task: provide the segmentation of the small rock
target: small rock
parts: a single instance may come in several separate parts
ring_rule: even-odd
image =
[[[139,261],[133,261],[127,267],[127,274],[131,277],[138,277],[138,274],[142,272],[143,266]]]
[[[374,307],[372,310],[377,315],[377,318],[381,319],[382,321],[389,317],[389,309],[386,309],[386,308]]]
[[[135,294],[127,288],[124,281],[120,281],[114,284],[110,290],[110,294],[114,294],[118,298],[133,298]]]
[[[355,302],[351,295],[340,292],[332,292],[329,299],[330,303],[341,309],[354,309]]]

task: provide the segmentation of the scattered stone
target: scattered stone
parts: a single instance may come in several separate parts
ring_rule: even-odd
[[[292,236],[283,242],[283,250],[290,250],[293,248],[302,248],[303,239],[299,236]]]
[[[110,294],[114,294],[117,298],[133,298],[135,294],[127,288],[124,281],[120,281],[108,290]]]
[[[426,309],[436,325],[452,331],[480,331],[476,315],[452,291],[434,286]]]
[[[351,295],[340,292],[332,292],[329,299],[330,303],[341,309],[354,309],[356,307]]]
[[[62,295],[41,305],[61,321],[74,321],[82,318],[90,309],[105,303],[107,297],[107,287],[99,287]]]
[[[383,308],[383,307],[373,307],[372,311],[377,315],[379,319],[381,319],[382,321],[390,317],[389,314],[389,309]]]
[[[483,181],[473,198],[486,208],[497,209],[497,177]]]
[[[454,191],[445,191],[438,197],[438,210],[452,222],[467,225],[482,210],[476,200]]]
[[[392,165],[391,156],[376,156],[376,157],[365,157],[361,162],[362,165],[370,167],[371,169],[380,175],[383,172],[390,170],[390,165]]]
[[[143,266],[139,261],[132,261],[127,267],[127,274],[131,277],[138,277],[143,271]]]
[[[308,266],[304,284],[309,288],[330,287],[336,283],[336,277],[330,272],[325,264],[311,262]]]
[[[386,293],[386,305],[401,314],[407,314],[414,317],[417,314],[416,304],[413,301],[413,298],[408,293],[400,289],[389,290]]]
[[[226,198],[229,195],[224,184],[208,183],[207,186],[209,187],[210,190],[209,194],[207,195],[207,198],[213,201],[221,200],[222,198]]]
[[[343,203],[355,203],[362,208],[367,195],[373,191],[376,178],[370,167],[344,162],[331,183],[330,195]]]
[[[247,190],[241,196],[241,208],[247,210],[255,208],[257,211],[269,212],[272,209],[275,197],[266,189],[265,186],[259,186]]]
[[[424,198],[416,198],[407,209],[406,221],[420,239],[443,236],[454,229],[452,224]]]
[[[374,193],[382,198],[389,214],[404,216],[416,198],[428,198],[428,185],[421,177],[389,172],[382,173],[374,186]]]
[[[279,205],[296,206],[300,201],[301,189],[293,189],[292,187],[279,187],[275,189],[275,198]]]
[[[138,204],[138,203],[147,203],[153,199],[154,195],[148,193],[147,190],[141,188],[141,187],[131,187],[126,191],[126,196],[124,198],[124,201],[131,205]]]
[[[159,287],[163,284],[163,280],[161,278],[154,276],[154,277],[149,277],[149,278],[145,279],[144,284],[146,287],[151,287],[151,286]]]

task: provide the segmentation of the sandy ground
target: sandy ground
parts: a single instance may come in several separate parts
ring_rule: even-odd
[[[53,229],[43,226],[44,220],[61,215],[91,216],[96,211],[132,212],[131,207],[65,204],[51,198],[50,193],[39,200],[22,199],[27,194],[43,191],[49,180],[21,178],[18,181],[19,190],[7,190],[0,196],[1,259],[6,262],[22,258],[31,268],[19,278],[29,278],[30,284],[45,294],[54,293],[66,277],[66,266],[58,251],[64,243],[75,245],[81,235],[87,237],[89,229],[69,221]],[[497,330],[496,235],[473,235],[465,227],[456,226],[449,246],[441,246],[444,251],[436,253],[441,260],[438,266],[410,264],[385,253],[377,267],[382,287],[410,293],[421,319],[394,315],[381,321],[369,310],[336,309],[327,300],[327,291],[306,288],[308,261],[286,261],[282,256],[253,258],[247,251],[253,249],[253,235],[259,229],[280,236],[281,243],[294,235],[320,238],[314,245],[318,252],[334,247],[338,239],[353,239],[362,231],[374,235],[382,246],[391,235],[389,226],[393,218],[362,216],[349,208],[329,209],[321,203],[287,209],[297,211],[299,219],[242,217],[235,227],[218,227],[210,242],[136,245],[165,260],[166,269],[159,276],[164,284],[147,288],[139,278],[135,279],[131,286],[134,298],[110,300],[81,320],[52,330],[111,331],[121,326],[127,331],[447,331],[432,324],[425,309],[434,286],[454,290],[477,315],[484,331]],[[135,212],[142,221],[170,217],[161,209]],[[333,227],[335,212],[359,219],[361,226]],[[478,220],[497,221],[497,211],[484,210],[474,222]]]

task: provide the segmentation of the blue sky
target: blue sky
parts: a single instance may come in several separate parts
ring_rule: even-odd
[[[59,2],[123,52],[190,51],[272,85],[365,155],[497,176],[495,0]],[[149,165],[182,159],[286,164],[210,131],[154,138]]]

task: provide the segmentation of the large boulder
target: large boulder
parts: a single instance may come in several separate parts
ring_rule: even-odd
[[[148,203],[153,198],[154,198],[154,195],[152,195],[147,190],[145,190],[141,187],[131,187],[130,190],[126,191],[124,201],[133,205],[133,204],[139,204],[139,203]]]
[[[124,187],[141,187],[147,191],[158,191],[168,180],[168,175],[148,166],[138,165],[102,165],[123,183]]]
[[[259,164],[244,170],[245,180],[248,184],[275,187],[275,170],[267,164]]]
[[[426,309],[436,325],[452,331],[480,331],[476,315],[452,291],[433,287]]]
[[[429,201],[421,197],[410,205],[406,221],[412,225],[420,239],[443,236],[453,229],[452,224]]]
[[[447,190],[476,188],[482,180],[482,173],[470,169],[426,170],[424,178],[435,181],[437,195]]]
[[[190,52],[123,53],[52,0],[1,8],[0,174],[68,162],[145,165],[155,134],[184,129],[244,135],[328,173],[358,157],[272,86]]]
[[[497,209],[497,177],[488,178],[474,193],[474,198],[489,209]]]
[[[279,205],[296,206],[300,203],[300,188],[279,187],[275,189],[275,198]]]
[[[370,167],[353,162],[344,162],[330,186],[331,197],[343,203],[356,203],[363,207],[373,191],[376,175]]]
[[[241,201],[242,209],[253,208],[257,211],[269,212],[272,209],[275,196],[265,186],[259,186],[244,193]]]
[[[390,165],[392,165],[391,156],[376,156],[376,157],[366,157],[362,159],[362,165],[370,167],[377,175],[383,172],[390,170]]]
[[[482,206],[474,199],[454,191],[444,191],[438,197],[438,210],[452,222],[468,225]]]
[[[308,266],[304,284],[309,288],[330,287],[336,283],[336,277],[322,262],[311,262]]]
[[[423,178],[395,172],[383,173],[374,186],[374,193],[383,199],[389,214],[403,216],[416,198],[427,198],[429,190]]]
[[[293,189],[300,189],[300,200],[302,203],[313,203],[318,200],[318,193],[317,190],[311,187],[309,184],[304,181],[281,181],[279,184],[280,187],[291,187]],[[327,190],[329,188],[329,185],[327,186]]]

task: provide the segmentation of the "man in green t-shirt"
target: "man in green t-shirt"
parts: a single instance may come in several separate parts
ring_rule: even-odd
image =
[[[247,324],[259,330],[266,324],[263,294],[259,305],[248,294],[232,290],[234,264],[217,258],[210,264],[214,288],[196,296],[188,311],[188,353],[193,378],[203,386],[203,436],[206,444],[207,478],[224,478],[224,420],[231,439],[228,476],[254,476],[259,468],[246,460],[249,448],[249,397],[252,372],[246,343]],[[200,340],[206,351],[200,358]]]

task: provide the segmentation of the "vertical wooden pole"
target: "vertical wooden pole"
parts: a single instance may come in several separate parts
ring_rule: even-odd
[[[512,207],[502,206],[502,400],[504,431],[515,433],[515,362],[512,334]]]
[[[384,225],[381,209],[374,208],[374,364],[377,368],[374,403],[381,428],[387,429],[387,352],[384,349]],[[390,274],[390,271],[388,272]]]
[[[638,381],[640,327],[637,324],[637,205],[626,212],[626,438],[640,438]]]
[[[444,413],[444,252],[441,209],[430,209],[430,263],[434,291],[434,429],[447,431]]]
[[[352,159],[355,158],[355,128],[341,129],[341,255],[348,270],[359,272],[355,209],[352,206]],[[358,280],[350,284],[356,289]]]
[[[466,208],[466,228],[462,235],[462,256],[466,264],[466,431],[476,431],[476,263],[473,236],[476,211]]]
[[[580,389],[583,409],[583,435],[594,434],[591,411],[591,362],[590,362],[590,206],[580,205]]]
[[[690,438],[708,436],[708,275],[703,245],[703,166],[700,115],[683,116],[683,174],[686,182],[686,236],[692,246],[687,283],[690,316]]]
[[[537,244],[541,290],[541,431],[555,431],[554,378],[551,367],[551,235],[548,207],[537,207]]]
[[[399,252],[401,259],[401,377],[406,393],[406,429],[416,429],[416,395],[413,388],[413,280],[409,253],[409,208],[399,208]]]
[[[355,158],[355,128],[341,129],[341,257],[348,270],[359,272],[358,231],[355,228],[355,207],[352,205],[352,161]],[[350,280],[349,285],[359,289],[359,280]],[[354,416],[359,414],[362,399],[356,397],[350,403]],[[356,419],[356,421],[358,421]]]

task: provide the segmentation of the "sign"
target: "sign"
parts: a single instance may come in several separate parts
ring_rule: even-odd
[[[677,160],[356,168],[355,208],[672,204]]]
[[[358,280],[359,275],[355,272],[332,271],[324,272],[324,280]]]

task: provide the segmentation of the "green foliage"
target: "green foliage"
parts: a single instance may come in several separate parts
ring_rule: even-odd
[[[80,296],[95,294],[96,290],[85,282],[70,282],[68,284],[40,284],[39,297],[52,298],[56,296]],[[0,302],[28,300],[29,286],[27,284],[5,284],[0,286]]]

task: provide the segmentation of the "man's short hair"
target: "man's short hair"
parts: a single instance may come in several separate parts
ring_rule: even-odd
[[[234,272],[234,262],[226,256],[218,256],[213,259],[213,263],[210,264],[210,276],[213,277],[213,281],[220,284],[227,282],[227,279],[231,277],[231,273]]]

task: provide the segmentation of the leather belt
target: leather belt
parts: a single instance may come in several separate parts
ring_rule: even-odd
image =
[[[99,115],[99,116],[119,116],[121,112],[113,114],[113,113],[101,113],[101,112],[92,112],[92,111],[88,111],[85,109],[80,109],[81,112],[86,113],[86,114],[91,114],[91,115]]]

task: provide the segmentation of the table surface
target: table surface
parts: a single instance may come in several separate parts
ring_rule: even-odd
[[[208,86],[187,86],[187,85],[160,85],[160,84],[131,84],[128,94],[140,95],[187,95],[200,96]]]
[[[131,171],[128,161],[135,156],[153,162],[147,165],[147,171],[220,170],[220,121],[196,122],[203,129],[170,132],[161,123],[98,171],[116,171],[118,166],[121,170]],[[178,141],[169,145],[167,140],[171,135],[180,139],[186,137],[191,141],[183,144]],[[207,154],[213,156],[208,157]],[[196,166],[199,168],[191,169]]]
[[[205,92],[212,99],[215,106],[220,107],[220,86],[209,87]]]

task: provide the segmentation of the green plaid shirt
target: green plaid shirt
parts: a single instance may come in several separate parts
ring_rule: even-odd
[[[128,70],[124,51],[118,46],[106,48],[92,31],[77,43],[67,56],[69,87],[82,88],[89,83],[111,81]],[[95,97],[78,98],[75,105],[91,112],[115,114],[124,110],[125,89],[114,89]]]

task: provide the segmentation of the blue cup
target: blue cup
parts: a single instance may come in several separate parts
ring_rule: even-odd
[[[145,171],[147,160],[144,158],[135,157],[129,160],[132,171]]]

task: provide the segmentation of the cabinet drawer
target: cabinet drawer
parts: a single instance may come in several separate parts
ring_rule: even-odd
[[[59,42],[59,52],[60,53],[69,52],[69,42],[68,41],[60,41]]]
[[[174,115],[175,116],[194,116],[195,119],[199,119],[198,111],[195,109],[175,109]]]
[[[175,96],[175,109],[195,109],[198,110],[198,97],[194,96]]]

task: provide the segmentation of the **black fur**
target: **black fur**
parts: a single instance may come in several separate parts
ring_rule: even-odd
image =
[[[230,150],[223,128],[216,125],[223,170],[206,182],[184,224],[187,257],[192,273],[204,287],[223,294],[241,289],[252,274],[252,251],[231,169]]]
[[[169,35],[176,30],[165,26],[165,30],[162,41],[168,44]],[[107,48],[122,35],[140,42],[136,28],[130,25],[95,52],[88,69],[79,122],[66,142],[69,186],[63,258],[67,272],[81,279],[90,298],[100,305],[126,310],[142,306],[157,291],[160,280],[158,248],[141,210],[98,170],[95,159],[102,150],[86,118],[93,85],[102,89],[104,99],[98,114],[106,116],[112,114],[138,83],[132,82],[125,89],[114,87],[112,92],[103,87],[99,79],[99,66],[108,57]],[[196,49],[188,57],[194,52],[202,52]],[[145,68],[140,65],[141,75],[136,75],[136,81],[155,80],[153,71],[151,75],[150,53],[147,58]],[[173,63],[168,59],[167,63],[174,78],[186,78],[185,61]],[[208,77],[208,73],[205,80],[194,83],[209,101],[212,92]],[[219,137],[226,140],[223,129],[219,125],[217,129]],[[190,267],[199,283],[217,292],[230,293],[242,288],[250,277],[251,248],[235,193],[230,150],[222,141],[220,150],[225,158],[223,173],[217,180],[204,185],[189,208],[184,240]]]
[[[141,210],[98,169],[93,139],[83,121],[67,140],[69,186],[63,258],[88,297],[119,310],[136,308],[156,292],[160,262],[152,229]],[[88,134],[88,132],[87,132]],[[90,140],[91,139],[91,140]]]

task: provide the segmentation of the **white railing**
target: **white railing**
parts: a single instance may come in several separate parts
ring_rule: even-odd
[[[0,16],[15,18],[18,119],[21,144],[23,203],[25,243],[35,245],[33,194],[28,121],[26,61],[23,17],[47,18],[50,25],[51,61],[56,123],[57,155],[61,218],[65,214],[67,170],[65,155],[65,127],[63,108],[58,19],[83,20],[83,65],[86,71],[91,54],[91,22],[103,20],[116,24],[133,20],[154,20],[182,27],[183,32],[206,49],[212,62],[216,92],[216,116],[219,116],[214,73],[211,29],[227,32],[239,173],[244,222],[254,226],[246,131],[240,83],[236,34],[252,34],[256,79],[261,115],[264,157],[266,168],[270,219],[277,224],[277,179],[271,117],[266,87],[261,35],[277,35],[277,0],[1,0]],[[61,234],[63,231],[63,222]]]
-------
Written exercise
Give again the lines from the line holding "task: provide the segmentation of the **white" through the close of the listing, both included, exactly as written and with nothing else.

Solution for this exercise
task: provide the segmentation of the **white railing**
target: **white railing**
parts: a single instance may come in several separate parts
ring_rule: even-odd
[[[0,16],[15,18],[18,119],[21,144],[23,203],[25,243],[35,245],[33,194],[28,121],[26,61],[23,17],[47,18],[50,25],[51,61],[56,123],[57,155],[61,218],[65,214],[67,170],[65,155],[65,127],[63,108],[58,19],[83,20],[83,65],[86,71],[91,54],[91,22],[103,20],[116,24],[133,20],[154,20],[182,27],[183,32],[206,49],[212,62],[216,92],[216,116],[219,116],[214,73],[211,29],[227,32],[239,173],[244,222],[254,226],[246,131],[240,83],[236,34],[252,34],[256,79],[261,115],[264,157],[266,168],[270,219],[277,224],[277,179],[271,117],[266,87],[261,35],[277,35],[277,0],[1,0]],[[61,234],[63,231],[63,222]]]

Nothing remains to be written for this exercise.